* START Records *

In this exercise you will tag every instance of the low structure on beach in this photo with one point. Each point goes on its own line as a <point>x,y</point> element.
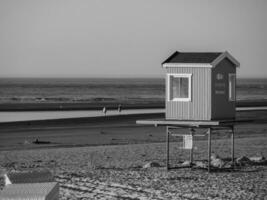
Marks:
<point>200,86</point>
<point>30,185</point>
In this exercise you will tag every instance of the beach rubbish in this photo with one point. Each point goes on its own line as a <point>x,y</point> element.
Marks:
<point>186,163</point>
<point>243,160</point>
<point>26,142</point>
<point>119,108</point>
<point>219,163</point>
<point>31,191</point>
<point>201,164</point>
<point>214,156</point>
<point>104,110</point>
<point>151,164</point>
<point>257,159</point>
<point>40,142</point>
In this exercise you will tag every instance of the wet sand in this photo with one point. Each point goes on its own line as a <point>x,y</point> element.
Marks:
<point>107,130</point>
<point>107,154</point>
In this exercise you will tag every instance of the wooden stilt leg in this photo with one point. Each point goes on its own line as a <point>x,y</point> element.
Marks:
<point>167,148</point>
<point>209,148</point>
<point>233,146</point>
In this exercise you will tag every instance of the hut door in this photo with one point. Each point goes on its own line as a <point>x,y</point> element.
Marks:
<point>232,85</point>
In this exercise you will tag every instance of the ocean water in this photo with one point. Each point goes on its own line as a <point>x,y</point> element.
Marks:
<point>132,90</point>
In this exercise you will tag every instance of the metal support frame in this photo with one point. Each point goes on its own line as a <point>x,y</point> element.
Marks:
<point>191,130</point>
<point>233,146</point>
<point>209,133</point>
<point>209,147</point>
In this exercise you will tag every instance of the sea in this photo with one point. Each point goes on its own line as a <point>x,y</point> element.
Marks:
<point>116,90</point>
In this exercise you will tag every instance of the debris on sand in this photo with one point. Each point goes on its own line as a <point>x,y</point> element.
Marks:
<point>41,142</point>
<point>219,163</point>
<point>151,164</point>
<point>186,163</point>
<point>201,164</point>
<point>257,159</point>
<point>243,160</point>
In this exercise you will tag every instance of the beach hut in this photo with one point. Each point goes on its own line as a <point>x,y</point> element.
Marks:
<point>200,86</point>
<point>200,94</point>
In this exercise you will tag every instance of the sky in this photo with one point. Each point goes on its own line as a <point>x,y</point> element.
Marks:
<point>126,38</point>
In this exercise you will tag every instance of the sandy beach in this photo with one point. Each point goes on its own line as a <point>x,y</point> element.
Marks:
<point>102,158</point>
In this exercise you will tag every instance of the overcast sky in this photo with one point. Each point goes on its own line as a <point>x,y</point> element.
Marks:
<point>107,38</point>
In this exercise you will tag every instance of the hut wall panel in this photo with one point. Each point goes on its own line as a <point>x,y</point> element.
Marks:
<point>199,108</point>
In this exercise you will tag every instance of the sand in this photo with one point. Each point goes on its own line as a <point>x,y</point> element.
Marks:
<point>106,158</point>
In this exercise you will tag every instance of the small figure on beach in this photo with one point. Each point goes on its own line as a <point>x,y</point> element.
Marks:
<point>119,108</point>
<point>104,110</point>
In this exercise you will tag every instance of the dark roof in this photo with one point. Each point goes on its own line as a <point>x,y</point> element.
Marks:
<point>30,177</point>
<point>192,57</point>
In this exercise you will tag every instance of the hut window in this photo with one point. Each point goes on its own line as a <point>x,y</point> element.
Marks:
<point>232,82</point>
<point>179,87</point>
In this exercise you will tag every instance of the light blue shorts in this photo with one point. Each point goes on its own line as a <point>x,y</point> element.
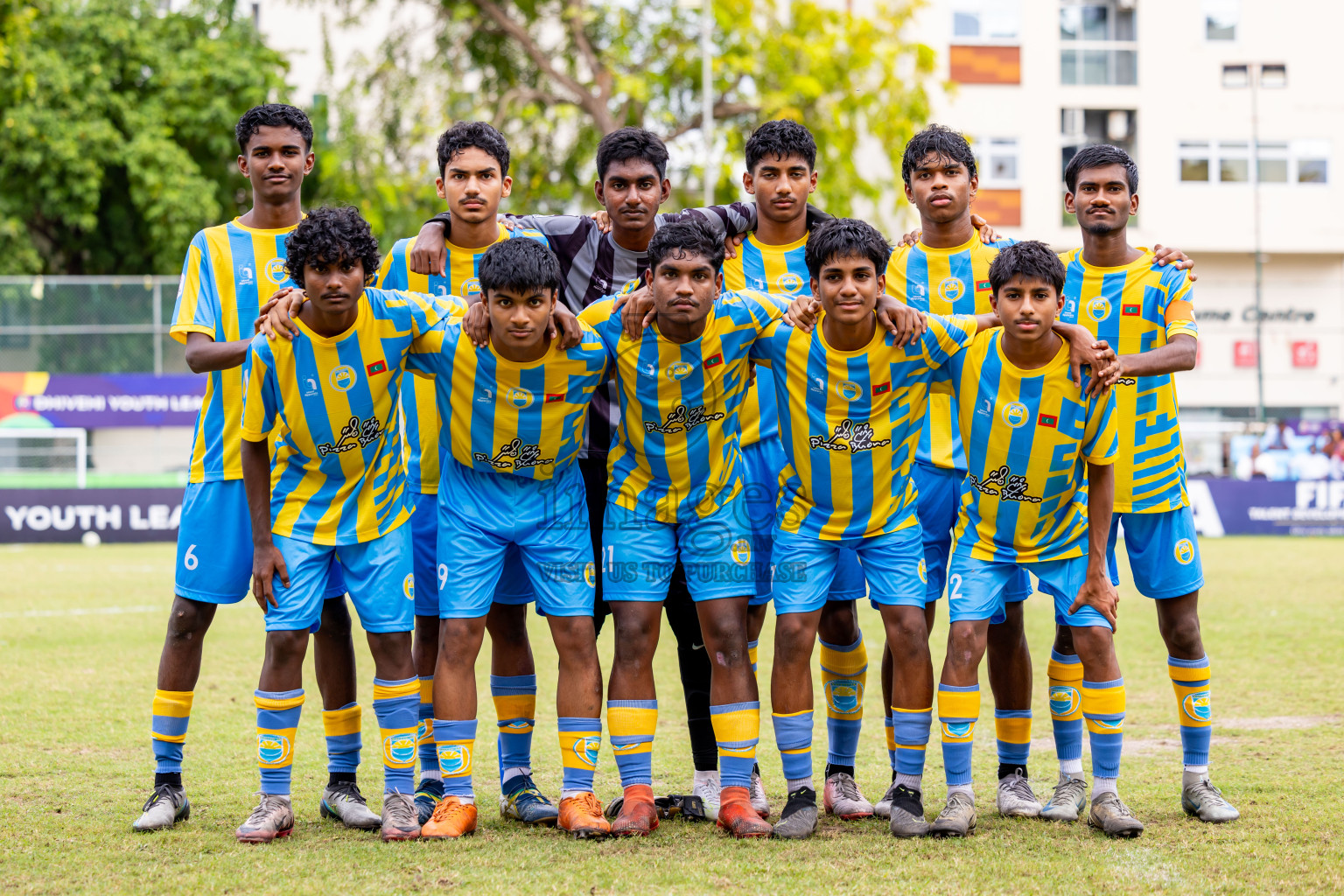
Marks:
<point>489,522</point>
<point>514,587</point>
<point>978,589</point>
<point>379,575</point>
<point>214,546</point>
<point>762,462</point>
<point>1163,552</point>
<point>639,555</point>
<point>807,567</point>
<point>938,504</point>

* END Records *
* START Records *

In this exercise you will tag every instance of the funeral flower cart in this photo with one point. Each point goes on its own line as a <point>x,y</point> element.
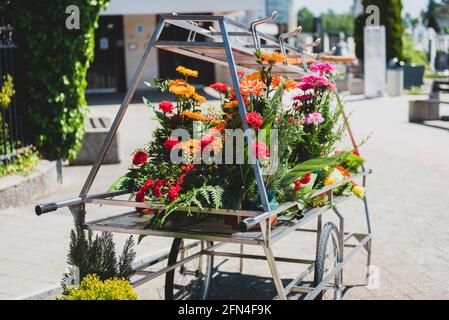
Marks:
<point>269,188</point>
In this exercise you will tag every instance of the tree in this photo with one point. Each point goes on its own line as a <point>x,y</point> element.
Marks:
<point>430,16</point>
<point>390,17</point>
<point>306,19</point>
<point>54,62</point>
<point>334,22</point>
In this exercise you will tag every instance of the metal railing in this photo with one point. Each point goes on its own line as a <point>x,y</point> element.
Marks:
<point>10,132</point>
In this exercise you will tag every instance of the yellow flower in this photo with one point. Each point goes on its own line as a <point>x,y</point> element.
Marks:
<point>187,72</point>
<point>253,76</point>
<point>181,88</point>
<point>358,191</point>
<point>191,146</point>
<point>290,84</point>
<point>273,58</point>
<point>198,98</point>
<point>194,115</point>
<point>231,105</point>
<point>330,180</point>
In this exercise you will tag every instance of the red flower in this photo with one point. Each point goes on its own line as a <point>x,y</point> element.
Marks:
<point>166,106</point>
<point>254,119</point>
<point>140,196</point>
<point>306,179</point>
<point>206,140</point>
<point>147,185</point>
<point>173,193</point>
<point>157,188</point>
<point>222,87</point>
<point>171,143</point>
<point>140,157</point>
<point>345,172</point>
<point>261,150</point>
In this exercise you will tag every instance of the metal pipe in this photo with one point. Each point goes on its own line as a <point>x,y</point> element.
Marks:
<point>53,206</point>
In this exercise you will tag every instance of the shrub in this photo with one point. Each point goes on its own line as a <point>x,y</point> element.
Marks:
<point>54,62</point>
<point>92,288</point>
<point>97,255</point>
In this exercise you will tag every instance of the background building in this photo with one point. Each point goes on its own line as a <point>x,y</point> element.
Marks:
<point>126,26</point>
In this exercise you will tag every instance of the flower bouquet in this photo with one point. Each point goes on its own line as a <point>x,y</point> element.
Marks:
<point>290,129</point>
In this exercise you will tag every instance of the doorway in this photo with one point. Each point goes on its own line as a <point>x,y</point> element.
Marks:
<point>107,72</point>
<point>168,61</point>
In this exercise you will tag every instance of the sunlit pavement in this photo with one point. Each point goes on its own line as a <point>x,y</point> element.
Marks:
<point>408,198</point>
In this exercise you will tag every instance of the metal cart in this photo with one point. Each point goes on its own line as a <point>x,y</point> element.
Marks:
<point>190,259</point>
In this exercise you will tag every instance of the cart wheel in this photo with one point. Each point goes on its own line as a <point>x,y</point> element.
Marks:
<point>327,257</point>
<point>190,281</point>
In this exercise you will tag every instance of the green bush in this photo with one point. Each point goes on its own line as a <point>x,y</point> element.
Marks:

* END Records *

**Task goal**
Rewrite the lines starting at the one containing "In this exercise you will tag every instance of the overcast" and ending at the one containing "<point>107,38</point>", with "overcast" replaced by "cloudy" and everything else left as it is.

**Result of the task**
In this exercise you will tag every instance of the cloudy sky in this photo with one point. Each point goes on its own line as a <point>x,y</point> element.
Marks:
<point>107,38</point>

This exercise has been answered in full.